Given instruction.
Can you pull everything from "I cheat and" down to "wanted it or not." word for word out of the Lyon hill-climb text below?

Text shown.
------------------------------

If you continue the climb, you'll cross students and shoppers skipping lightly down the steps, eyeing you against the flow, with curiosity. If I concentrate I can imagine hearing operatic divas practice their scales, shrill voices echoing off the buildings on either side of the street.
Heading up, the cobblestones give way to a park whose modern steps are separated by a railing. No shame in using it to propel yourself forward.
I cheat and sit on a bench I share with an Argentinian couple too preoccupied about a missed train to admire the scenery below.
Lyon has always reminded me of an onion, shedding layers as one cuts deeper or looks more attentively. More than a city, it is an agglomeration of neighbourhoods that history has stuck together, whether they wanted it or not.
There are so many unusual and interesting things to do in Lyon...
I began my uphill trek at the Place des Terreaux, a complex square in the city proper that houses Lyon’s historic mid-17th century City Hall and the Opera House.
As I began to climb, cars disappeared and people started wandering into the center of the street, knowing they would be safe.
I had entered the hill of Croix-Rousse, a once-independent village so proud that today, more than 150 years after it joined Lyon, its residents still call themselves Croix-Roussiens, not Lyonnais.

------------------------------

Data block.

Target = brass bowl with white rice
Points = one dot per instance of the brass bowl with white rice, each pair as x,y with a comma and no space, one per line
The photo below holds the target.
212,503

------------------------------

Response.
I cheat and sit on a bench I share with an Argentinian couple too preoccupied about a missed train to admire the scenery below.
Lyon has always reminded me of an onion, shedding layers as one cuts deeper or looks more attentively. More than a city, it is an agglomeration of neighbourhoods that history has stuck together, whether they wanted it or not.